To accommodate this scenario, some geologists proposed that the terranes involved must have existed at disparate locations and ended up in their present configuration upon significant lateral slip along fault lines. This is also implausible, as the accretionary complex of the Southern Uplands formed at the edge of the Midland Valley Terrane, which at the time represented the margin of Laurentia. This mystery is yet to be solved.

While the Southern Uplands Terrane was developing, a related series of events had started to unfold. East Avalonia – composed of nowadays England and Wales, but also Belgium, Netherlands and Luxembourg, and small parts of France, Germany and Poland – was fast approaching Baltica and Laurentia; it was both pulled forward by the subducting oceanic crust of the Iapetus Ocean and pushed from behind by the growing oceanic crust of the Rheic Ocean. Around 440 million years ago, East Avalonia collided with Baltica. Ten million years later, also with Laurentia. The latter was not a head-on collision, but a rather soft one, in an oblique direction. Some of the sediments were compressed and compacted into rocks, but their mineralogical composition remained largely unaltered. The northwest margin of East Avalonia sank underneath the Southern Uplands Terrane, whose rocks deformed into folds that draped over it.

§ Data records:
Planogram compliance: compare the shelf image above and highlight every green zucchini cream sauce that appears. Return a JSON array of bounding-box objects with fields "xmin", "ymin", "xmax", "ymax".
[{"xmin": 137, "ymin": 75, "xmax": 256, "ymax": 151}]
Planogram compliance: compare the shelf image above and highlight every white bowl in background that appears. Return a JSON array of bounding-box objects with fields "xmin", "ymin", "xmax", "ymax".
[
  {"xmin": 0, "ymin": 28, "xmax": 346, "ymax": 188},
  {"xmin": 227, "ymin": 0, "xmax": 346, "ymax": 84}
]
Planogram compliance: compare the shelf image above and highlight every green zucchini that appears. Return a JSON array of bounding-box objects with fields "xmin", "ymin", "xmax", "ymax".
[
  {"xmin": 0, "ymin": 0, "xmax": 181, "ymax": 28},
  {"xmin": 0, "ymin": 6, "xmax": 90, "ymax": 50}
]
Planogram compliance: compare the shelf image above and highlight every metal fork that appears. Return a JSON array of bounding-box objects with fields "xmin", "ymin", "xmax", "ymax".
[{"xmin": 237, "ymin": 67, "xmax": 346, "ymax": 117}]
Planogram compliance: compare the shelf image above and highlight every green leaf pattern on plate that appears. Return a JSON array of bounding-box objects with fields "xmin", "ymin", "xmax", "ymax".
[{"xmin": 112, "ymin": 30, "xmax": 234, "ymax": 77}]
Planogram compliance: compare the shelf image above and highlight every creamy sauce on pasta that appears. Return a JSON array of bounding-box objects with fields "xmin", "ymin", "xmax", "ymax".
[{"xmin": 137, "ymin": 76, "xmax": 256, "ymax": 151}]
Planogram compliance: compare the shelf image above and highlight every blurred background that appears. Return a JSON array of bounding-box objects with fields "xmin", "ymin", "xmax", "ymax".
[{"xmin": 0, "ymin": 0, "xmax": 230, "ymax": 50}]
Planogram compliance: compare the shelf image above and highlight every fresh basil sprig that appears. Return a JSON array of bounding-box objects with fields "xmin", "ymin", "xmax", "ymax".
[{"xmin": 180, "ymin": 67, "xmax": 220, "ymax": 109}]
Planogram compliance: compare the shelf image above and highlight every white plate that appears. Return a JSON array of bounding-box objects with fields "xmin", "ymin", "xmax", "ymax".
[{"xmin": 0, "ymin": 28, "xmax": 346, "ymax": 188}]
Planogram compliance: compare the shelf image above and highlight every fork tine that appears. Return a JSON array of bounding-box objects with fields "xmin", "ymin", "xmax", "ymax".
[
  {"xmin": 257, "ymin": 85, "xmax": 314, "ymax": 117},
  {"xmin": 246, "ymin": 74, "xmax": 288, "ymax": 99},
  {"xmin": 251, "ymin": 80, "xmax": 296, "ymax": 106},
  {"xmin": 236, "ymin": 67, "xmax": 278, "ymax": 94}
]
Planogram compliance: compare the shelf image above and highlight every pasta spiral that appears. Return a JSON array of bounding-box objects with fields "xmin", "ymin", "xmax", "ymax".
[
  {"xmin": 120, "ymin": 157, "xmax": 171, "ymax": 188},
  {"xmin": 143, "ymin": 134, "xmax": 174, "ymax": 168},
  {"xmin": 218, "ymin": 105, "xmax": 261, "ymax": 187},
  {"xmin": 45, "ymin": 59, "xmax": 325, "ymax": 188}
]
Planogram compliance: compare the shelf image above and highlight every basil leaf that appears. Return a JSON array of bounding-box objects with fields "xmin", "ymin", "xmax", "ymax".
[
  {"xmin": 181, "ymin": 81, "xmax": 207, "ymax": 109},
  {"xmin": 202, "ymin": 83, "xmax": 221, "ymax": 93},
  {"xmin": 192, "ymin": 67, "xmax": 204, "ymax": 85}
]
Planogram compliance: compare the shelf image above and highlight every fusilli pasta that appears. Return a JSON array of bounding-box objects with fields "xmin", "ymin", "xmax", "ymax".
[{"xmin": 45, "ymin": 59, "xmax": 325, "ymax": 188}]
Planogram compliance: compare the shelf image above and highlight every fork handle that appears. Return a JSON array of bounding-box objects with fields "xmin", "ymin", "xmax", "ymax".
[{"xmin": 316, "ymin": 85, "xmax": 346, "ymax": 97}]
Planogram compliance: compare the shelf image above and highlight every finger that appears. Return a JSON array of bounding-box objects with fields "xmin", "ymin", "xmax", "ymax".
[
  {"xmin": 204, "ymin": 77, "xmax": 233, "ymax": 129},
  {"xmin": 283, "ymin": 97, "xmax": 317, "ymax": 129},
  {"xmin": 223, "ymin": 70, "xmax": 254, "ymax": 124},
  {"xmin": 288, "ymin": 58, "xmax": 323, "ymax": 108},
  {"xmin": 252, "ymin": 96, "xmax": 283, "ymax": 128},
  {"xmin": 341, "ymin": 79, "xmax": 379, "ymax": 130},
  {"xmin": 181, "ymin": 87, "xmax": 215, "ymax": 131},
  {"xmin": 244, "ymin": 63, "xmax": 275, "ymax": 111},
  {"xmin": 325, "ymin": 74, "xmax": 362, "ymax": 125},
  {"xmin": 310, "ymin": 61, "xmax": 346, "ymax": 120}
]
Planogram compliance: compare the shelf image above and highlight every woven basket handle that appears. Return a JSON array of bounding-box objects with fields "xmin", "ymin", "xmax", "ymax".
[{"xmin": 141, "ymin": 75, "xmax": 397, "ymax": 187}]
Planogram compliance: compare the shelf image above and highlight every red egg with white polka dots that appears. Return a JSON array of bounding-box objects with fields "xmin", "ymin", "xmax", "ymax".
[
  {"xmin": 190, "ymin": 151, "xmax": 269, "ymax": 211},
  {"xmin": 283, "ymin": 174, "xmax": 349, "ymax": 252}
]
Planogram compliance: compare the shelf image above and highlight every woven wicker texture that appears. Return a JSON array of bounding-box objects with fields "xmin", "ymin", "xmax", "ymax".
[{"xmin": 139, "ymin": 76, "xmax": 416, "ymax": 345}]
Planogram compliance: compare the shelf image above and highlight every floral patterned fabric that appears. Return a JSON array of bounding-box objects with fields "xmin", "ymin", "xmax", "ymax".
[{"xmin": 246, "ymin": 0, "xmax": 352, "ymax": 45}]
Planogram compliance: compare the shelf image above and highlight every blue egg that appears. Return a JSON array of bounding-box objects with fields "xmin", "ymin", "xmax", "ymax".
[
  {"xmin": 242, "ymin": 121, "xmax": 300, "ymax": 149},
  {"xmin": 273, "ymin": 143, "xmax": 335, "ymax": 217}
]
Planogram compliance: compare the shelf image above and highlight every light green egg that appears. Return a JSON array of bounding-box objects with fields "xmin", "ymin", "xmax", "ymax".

§ Aim of the exercise: Quote the geology passage above word for word, from "To accommodate this" up to and including "to be solved.".

§ Worked solution:
To accommodate this scenario, some geologists proposed that the terranes involved must have existed at disparate locations and ended up in their present configuration upon significant lateral slip along fault lines. This is also implausible, as the accretionary complex of the Southern Uplands formed at the edge of the Midland Valley Terrane, which at the time represented the margin of Laurentia. This mystery is yet to be solved.